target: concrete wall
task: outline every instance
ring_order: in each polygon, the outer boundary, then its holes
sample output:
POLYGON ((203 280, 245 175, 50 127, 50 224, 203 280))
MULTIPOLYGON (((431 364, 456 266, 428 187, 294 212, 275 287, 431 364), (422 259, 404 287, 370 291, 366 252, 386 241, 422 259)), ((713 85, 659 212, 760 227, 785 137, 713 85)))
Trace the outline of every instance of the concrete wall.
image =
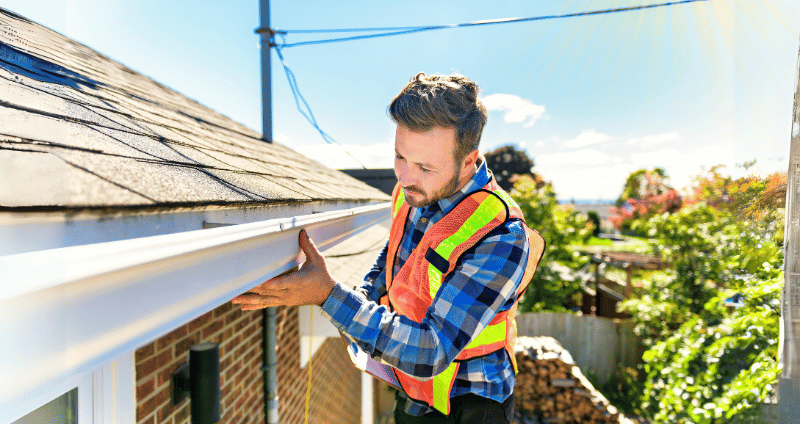
POLYGON ((605 382, 618 364, 635 367, 641 360, 641 342, 633 333, 633 320, 557 312, 517 316, 520 336, 548 336, 569 351, 584 373, 591 371, 605 382))

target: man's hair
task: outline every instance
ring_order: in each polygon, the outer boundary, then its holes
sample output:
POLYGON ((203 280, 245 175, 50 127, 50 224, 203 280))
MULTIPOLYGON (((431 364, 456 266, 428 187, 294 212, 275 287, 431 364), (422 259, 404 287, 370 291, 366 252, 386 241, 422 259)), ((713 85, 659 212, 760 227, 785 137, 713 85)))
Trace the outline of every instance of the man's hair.
POLYGON ((478 100, 481 89, 459 75, 418 73, 389 105, 389 116, 414 132, 433 127, 456 129, 455 159, 461 161, 478 149, 488 113, 478 100))

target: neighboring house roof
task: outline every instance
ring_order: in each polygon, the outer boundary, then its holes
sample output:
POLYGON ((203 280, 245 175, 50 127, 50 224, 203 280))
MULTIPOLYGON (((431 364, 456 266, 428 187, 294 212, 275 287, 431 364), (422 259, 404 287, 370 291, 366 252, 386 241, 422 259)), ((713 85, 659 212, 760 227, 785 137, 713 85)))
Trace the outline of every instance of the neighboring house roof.
POLYGON ((394 175, 393 168, 340 169, 340 171, 351 177, 358 178, 359 181, 364 181, 390 196, 394 186, 397 184, 397 177, 394 175))
POLYGON ((613 203, 566 203, 565 205, 571 207, 573 210, 575 210, 575 212, 597 212, 597 215, 600 217, 600 219, 610 218, 611 208, 614 207, 613 203))
POLYGON ((389 197, 0 9, 0 207, 191 207, 389 197))

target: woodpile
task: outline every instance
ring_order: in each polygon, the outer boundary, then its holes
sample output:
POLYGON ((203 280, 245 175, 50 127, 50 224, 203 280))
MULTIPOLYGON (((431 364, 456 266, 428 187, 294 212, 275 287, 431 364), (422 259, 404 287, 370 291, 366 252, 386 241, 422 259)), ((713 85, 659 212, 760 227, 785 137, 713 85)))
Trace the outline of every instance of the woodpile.
POLYGON ((552 337, 517 337, 516 424, 631 423, 552 337))

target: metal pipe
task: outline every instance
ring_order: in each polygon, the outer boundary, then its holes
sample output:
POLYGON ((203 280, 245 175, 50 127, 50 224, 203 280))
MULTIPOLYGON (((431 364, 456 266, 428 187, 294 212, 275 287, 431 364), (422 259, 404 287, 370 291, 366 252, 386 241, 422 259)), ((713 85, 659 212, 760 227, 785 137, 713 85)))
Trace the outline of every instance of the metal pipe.
POLYGON ((264 328, 264 413, 267 424, 278 423, 278 356, 276 338, 275 307, 265 308, 264 328))
POLYGON ((261 0, 261 138, 272 143, 272 37, 269 0, 261 0))
MULTIPOLYGON (((272 37, 269 0, 261 0, 261 138, 272 143, 272 37)), ((278 358, 276 346, 275 309, 266 308, 263 315, 264 332, 264 414, 267 424, 278 424, 278 358)))
MULTIPOLYGON (((269 22, 269 0, 261 0, 261 138, 272 143, 272 37, 269 22)), ((266 308, 264 325, 264 414, 267 424, 278 423, 278 358, 275 308, 266 308)))

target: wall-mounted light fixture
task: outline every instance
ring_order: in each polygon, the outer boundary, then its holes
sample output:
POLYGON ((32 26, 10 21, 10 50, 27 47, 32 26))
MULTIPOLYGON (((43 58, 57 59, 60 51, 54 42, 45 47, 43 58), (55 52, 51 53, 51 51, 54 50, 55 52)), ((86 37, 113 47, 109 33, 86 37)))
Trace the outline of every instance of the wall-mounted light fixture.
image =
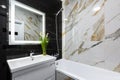
POLYGON ((0 5, 0 7, 2 7, 3 9, 6 9, 6 5, 0 5))

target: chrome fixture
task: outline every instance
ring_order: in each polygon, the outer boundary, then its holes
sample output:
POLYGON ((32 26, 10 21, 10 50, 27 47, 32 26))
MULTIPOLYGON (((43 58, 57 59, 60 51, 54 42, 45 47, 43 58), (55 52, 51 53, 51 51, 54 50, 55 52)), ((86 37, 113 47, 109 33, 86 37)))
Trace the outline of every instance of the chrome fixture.
POLYGON ((34 54, 34 52, 30 52, 30 58, 32 59, 32 60, 34 60, 34 58, 33 58, 33 54, 34 54))
POLYGON ((58 21, 57 21, 57 19, 58 19, 58 15, 59 15, 59 13, 60 12, 62 12, 63 11, 63 8, 60 8, 60 10, 55 14, 55 26, 56 26, 56 45, 57 45, 57 52, 58 52, 58 54, 60 54, 60 51, 59 51, 59 41, 58 41, 58 21))

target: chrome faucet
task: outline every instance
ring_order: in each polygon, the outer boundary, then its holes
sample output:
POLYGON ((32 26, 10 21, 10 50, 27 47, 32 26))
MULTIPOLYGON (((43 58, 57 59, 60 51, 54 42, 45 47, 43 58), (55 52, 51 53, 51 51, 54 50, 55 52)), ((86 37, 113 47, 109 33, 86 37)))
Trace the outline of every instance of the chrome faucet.
POLYGON ((34 54, 34 52, 30 52, 30 58, 32 59, 32 60, 34 60, 34 58, 33 58, 33 54, 34 54))

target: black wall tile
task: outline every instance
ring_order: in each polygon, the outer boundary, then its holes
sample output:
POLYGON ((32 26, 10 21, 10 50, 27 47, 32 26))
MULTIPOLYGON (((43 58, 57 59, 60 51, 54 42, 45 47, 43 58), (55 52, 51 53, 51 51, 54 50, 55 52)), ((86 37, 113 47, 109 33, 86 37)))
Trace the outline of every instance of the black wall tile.
MULTIPOLYGON (((8 1, 7 0, 2 0, 3 2, 0 1, 0 3, 5 4, 6 6, 8 6, 8 1)), ((59 7, 61 7, 61 2, 58 2, 57 4, 59 4, 58 8, 54 8, 53 11, 52 9, 49 8, 53 8, 53 6, 51 5, 45 5, 48 3, 45 3, 44 0, 41 0, 38 2, 38 0, 18 0, 20 2, 23 2, 26 5, 29 5, 31 7, 34 7, 38 10, 44 11, 46 13, 46 33, 49 33, 49 38, 50 38, 50 42, 48 44, 48 48, 47 48, 47 53, 50 55, 55 55, 56 53, 58 53, 57 51, 57 47, 56 47, 56 26, 55 26, 55 13, 60 9, 59 7), (44 2, 44 4, 43 4, 44 2), (37 3, 37 4, 36 4, 37 3), (40 5, 42 4, 42 5, 40 5), (50 12, 49 12, 50 11, 50 12)), ((46 0, 47 1, 47 0, 46 0)), ((58 0, 54 0, 54 1, 58 1, 58 0)), ((9 45, 8 44, 8 8, 3 10, 0 9, 0 50, 2 51, 2 53, 7 55, 8 59, 12 59, 12 58, 18 58, 18 57, 23 57, 23 56, 29 56, 30 51, 34 51, 35 54, 41 54, 42 50, 41 50, 41 45, 9 45)), ((58 56, 58 58, 61 58, 62 55, 62 40, 61 40, 61 33, 62 33, 62 25, 61 25, 61 15, 58 16, 59 17, 59 22, 58 22, 58 39, 59 40, 59 48, 58 49, 60 51, 60 54, 58 56)))

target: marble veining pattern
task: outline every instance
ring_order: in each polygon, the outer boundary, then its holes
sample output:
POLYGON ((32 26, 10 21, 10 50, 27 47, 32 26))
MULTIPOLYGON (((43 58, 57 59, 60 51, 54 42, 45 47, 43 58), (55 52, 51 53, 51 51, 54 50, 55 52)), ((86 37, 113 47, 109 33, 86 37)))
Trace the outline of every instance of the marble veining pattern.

____________

▶ ASSIGNED TASK
Report the number of lines in the material above that include the string "veining". Nothing else belongs in the answer.

▶ WRITTEN RESPONSE
2